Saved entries
--*--

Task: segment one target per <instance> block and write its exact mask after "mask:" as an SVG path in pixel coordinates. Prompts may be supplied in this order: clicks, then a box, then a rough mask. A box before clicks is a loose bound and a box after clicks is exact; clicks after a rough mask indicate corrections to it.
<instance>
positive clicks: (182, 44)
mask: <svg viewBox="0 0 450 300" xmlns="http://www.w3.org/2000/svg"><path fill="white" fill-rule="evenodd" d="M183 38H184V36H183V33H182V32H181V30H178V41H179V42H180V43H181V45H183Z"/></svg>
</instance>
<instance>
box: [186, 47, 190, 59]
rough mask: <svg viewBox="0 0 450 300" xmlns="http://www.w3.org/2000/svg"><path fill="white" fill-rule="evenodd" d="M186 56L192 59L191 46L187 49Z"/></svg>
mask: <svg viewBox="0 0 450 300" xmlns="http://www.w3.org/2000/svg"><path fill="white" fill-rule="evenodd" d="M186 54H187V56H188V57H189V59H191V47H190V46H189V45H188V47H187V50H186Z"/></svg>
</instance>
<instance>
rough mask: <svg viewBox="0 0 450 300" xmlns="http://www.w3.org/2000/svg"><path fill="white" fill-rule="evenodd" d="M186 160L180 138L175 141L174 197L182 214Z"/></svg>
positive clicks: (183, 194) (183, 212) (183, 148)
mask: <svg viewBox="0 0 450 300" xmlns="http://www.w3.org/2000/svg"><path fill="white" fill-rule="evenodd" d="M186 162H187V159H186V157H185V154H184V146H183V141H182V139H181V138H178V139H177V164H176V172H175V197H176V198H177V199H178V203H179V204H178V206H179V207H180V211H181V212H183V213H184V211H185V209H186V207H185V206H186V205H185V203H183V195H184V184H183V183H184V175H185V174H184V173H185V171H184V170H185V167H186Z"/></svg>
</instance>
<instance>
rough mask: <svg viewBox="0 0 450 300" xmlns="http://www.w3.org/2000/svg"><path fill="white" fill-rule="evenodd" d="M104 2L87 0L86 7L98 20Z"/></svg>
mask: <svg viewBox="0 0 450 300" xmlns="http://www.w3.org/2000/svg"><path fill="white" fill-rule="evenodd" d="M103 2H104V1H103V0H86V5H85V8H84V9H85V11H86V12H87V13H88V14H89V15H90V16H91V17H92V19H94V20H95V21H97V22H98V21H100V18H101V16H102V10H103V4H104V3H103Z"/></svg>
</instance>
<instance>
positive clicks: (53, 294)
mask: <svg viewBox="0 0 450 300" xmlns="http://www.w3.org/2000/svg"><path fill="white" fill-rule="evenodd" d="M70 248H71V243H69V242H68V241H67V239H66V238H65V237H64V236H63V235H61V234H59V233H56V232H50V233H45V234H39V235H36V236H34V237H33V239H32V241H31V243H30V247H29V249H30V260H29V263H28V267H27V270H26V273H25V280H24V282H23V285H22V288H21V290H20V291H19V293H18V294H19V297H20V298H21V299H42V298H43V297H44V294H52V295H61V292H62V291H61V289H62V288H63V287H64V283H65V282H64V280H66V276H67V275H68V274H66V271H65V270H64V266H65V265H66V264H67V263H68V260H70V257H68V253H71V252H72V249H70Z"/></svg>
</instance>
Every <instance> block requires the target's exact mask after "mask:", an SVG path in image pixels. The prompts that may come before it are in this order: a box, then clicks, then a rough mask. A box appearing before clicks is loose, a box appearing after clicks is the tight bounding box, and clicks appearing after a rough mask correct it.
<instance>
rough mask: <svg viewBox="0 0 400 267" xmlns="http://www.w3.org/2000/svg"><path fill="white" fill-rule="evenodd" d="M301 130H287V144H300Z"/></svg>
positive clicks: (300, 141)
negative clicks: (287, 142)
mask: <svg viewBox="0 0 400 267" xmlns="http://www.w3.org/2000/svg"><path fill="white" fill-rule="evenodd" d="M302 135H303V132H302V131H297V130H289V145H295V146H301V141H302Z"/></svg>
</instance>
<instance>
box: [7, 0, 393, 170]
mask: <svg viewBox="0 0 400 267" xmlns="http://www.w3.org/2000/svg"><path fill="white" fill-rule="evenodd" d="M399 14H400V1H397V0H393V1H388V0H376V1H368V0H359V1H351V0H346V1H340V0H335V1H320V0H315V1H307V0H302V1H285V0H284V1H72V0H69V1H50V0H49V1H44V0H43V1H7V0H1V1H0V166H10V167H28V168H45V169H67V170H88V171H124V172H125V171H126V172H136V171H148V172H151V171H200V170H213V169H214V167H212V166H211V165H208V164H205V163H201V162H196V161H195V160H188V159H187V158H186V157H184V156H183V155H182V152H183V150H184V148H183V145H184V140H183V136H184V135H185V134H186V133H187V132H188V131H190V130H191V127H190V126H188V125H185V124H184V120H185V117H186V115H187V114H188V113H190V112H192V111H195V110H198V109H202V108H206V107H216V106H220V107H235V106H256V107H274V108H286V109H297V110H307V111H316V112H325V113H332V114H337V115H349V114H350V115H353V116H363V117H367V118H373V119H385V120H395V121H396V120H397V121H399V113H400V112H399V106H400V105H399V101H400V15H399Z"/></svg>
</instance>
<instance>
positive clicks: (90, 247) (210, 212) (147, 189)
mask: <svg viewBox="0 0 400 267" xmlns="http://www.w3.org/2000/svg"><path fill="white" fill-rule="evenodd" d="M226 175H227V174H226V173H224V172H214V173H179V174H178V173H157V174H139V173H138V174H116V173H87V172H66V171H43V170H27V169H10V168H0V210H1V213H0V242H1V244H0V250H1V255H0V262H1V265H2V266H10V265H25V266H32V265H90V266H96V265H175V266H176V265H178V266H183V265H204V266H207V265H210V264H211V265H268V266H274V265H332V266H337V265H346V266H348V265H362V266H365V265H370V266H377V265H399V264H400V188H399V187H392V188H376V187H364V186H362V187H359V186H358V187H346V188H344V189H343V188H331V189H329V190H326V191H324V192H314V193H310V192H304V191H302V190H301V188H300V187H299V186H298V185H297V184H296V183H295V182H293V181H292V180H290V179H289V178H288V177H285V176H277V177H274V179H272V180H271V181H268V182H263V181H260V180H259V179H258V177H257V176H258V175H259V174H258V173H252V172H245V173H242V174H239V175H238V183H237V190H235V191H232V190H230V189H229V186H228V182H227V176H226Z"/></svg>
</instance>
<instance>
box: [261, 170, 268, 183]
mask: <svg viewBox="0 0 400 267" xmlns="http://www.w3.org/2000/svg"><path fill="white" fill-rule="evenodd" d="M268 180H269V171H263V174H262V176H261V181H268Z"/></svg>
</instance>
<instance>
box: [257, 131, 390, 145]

--*--

# What you need to do:
All that is needed is the opening run of the data, given again exactly: please include every line from the first through the line with "box: [186, 47, 190, 59]", both ends kept.

# Answer for this exercise:
Task: segment one target per <instance> block and write its exact mask after "mask:" as an SVG path in pixel coordinates. Prompts may be supplied in this order: clicks, then a box, then a rough mask. A box before clicks is a loose bound and a box after clicks is exact; clicks after a rough mask indicate corrections to it.
<instance>
positive clicks: (182, 44)
mask: <svg viewBox="0 0 450 300" xmlns="http://www.w3.org/2000/svg"><path fill="white" fill-rule="evenodd" d="M183 38H184V36H183V33H182V32H181V30H178V41H179V42H180V43H181V45H183Z"/></svg>
</instance>
<instance>
box: [186, 47, 190, 59]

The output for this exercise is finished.